• **About this exercise**
In the listing below, every entry should be duplicated exactly.

• **Excerpted records**
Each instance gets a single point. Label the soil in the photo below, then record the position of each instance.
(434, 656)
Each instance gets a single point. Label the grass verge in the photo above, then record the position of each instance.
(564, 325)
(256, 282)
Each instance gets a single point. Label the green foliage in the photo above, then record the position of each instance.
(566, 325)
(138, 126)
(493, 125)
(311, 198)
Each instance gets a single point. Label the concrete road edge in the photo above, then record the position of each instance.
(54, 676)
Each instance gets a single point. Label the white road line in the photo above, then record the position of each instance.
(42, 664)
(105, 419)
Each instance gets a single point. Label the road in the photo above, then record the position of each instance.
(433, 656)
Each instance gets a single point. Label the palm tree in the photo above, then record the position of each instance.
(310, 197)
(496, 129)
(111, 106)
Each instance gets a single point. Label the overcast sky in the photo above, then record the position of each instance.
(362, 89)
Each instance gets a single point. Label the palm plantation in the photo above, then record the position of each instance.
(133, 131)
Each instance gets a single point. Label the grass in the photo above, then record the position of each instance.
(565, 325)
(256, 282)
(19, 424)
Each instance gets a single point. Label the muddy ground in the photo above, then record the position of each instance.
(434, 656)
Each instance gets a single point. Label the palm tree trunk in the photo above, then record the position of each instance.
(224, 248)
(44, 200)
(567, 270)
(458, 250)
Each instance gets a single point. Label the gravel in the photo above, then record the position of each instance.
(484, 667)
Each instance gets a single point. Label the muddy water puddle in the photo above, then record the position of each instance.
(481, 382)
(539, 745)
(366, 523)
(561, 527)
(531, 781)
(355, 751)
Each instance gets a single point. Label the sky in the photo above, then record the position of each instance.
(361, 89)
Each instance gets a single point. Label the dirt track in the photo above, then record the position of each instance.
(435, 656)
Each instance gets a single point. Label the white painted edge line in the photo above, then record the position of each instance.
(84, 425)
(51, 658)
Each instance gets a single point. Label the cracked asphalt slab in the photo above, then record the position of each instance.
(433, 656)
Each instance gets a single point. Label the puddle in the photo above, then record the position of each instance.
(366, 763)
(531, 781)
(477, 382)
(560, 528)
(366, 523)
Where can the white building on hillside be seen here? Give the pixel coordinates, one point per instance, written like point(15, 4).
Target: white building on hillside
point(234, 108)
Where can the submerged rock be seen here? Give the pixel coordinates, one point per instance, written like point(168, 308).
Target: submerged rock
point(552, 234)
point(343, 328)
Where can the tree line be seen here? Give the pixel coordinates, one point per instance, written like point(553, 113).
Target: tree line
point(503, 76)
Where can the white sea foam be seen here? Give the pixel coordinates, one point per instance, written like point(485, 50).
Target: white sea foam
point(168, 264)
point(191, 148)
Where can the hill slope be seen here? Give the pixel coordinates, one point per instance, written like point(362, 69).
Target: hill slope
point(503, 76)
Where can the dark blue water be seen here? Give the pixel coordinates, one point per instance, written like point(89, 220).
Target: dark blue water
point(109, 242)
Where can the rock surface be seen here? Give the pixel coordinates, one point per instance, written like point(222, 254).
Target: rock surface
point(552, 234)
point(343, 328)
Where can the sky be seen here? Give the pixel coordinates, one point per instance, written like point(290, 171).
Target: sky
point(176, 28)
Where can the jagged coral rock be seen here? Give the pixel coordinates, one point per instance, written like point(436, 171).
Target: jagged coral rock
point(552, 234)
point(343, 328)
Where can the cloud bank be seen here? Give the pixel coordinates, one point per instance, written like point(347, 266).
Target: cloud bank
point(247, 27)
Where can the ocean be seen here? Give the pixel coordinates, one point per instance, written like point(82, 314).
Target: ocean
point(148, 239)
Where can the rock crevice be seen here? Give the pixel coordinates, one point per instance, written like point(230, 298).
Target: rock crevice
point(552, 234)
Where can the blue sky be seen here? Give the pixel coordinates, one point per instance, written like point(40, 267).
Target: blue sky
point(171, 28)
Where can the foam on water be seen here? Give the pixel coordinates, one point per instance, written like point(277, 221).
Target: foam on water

• **Output below**
Each instance gets a single point. Label the soil in the photo below, then record the position of each instance.
(434, 656)
Each instance gets a single point. Label the grass verge in the photo above, then record the position of each instance.
(564, 325)
(256, 282)
Each instance gets a single point. Label the green foliage in the photo above, then record the position of each instance.
(566, 325)
(138, 126)
(493, 125)
(311, 198)
Each instance gets a single point. Label the concrete road edge in the photo above, then record the position of each instance.
(54, 676)
Each instance gets a single point. Label the white road line in the photo above, then record the position of each instance.
(42, 664)
(105, 419)
Each instance gets a single point. Label the road in the photo above, then record the position of each instance.
(433, 656)
Each instance gets a single point. Label the palm tree in the photo above, then record the position of each instance.
(310, 197)
(496, 129)
(111, 106)
Each instance gets a single point. Label the overcast sky in the photo above, then record the position of each instance.
(362, 89)
Each instance gets a single point. Label the palm plantation in the photo above, then record the position of each instance.
(133, 131)
Each instance gets a single point. Label the grass in the photo above, then record the position of each instance.
(565, 325)
(256, 282)
(19, 424)
Each instance gets a single point. Label the muddy ground in the photo above, then record the position of each instance.
(434, 656)
Each instance gets a single point. Label the palm tree trunk in the photo above, then record the position of each instance.
(224, 248)
(44, 200)
(567, 270)
(458, 250)
Each instance gets a single point. Label the gravel in the photo above, then record the position of each instance.
(484, 667)
Each instance gets a single point. Label the muddy water puddle in the photo above, then record the position of each instance.
(481, 382)
(539, 745)
(366, 523)
(561, 527)
(531, 781)
(355, 751)
Each instance gets a single point. Label the sky in the photo above, then record the position of each instance.
(361, 89)
Each instance gets a single point. Label the dirt track in the photo above, then record the position of each instance.
(435, 656)
Each instance gets a single point. Label the white painted edge line in the photo above, then record the position of each instance.
(84, 425)
(51, 658)
Each instance gets a single point. Label the cracked asphalt slab in the photo above, then record the position of each instance.
(433, 656)
Each instance gets a single point. Label the puddle in the photo above, then record the position of each instance.
(366, 763)
(531, 781)
(477, 382)
(560, 528)
(366, 523)
Where can the white building on hillside be seen here? Give the pixel coordinates, one point per instance, written like point(15, 4).
Target: white building on hillside
point(234, 108)
Where can the submerged rock be seen here? Give the pixel coordinates, one point per instance, written like point(168, 308).
Target: submerged rock
point(552, 234)
point(343, 328)
Where can the tree line be seen here? Give the pixel coordinates, one point per instance, written like point(553, 113).
Target: tree line
point(503, 76)
Where can the white sea foam be seen here? Give the pixel coordinates, one point per instance, written like point(485, 50).
Target: white sea foam
point(168, 264)
point(191, 148)
Where can the hill slope be seen here? Give the pixel coordinates, one point per instance, written like point(362, 69).
Target: hill slope
point(503, 76)
Where can the dark blue water be seen here? Give the pixel coordinates, one point per instance, written like point(89, 220).
Target: dark blue water
point(109, 242)
Where can the rock surface be seen here? Give the pixel coordinates, one point per instance, written like point(222, 254).
Target: rock surface
point(552, 234)
point(343, 328)
Where can the sky be seen here? Give the pixel coordinates, one point per instance, written like point(290, 171).
Target: sky
point(176, 28)
Where can the jagged coral rock be seen here? Give the pixel coordinates, one point per instance, written like point(436, 171).
Target: jagged coral rock
point(552, 234)
point(343, 328)
Where can the cloud bank be seen here? Give the pixel coordinates, one point per instance, written like point(347, 266).
Target: cloud bank
point(247, 27)
Where can the ocean be seen here? Give the pixel coordinates, one point per instance, written like point(82, 314).
Target: ocean
point(148, 239)
Where can the rock crevice be seen here? Give the pixel coordinates, one point per instance, written like point(230, 298).
Target: rock crevice
point(552, 234)
Where can the blue sky be seen here? Give the pixel coordinates, one point per instance, written like point(40, 267).
Target: blue sky
point(171, 28)
Where can the foam on water be seen here? Give the pixel coordinates, one point per instance, written like point(277, 221).
Target: foam on water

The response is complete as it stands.